APS News

March 2011 (Volume 20, Number 3)

Members in the Media

“How are we going to feel if they find it at the LHC? The Tevatron had the capacity to give us complementary information.”
Lisa Randall, Harvard, on the hunt for the Higgs boson and the upcoming shutdown of the Tevatron, The New York Times, January 17, 2011.

“I always knew it would be a long shot to run three additional years.”
Robert Rosner, Fermilab, on the decision to shut down the Tevatron, The New York Times, January 17, 2011.

“All great accelerators have an end…Any disappointment at the closing of the Tevatron is tempered by my wonderful memories of my time at Fermilab, when the Tevatron was cranking out discoveries and it was the center of the high-energy physics world.”
Edward “Rocky” Kolb, University of Chicago, U.S. News and World Report, January 20, 2011.

“I think this is a very neat piece of work…but I think it’s important to see it as a piece of a big puzzle. Our mecca is to build a quantum computer that could have thousands of qubits; here we have only a few.”
Raymond Laflamme, University of Waterloo, on a new technique to develop quantum qbits, The New York Times, January 20, 2011.

“We’re hoping to start taking it underground (by) summer.”
Robert Svoboda, University of California, Davis, referring to detectors in the Homestake Mine that are searching for dark matter, The Columbus Dispatch, January 23, 2011.

“Neutrinos are really pretty strange particles when you get down to it…They’re almost nothing at all, because they have almost no mass and no electric charge...They’re just little wisps of almost nothing.”
John Conway, University of California, Davis, The PBS NewsHour, January 25, 2011.

“We are due. Forget Yogi Bear. Forget Old Faithful. It’s sitting on top of a sleeping giant.”
Michio Kaku, City College of New York, on the super-volcano beneath Yellowstone National Park, CNN, January 27, 2011.

“This work represents a quantum jump forward in the complexity and function of circuits built from the bottom up, and thus demonstrates that this bottom-up paradigm–which is distinct from the way commercial circuits are built today–can yield nanoprocessors and other integrated systems of the future.”
Charles Lieber, Harvard University, on making computer chips out of nanowires, BBCNews.com, February 10, 2011.

STORED RECORDS:
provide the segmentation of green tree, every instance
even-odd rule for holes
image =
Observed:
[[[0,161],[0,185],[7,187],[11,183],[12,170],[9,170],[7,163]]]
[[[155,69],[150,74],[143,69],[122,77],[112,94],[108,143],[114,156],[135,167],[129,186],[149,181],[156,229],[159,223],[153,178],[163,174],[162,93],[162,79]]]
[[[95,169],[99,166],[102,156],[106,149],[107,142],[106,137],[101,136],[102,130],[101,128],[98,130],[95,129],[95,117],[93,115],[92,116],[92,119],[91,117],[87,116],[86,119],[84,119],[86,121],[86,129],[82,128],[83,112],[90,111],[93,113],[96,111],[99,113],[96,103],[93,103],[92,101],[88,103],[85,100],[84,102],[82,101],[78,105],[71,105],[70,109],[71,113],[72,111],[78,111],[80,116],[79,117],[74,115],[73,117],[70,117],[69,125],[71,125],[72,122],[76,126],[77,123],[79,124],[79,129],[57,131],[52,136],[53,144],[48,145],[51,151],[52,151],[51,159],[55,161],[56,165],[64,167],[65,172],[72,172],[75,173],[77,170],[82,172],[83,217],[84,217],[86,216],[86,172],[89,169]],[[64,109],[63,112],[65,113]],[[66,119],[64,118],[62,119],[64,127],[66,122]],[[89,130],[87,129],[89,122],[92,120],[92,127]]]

WHAT YOU SHOULD DO: Could you continue the APS News "Members in the Media" column of physicists' quotes from where it stops, after the Charles Lieber entry?

EXERCISE RESPONSE:
“I think the most remarkable thing about ice, in my opinion at least, is that it occurs in many, many, many different forms. Most solids occur in typically one or maybe two or three different forms, and ice has approximately 15 different crystal forms, as well as two forms that are called amorphous, which means without any shape at all.”
Eugene Stanley, Boston University, NPR, February 11, 2011.

“We want to have something that’s not changing, so that we can have a stable system of measurement.”
Peter J. Mohr, NIST, on why the international standard for the mass of a kilogram needs to be changed, The New York Times, February 12, 2011.

“A real monopole would be a magnetic charge that would exist in a vacuum…What they have is a complicated condensed matter system.”
Michael Bonitz, Universitaet Kiel, on recent research in magnetricity, U.S. News and World Report, February 14, 2011.

“Around a spinning black hole, space and time behave in such an odd way; space becomes time, time becomes space, and the whole space-time is actually dragged around the black hole, becomes twisted around the black hole.”
Bo Y. Thide, Swedish Institute of Space Physics, BBCNews.com, February 14, 2011.

©1995 - 2024, AMERICAN PHYSICAL SOCIETY
APS encourages the redistribution of the materials included in this newspaper provided that attribution to the source is noted and the materials are not truncated or changed.

Editor: Alan Chodos

March 2011 (Volume 20, Number 3)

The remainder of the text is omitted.